Exercise brief:
The response must consist of each line in the listing that has the word "foliage" in it.

Given records:
==========
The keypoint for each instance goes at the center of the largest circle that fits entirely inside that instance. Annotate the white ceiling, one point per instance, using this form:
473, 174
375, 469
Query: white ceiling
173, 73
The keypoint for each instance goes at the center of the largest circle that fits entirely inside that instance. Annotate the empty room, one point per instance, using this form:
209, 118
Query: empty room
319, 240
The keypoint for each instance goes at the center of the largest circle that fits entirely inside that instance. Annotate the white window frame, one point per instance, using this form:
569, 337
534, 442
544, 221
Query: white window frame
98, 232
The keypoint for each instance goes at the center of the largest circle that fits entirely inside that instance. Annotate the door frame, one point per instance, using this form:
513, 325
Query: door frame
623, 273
==========
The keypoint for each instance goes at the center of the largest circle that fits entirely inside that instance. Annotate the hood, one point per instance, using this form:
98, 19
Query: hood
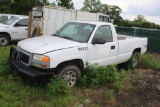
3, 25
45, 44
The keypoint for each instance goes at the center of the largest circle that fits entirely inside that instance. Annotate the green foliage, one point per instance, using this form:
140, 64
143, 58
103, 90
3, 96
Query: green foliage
==========
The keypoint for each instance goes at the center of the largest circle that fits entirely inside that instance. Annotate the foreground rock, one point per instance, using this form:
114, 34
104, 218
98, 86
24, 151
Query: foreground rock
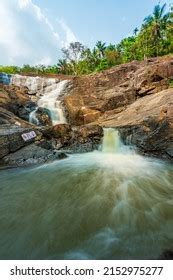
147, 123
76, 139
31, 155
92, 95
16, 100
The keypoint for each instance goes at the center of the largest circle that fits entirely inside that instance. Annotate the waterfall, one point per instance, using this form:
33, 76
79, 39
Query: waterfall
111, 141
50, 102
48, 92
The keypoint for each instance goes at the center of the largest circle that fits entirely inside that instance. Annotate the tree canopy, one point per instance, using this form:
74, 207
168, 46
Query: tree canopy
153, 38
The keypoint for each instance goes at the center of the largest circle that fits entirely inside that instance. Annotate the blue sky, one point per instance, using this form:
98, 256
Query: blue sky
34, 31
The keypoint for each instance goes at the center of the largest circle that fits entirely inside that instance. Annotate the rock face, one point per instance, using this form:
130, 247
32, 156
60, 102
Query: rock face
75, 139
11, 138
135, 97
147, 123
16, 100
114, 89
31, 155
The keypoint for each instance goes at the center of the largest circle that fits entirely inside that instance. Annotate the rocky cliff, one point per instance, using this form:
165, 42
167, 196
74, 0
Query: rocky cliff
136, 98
==========
Answer to the problem:
The keypoint for each instance goes at the center of the largest circle that fits entirely inside that instance. Annotate the green foliage, one point per instance, using this form:
Query: green foliage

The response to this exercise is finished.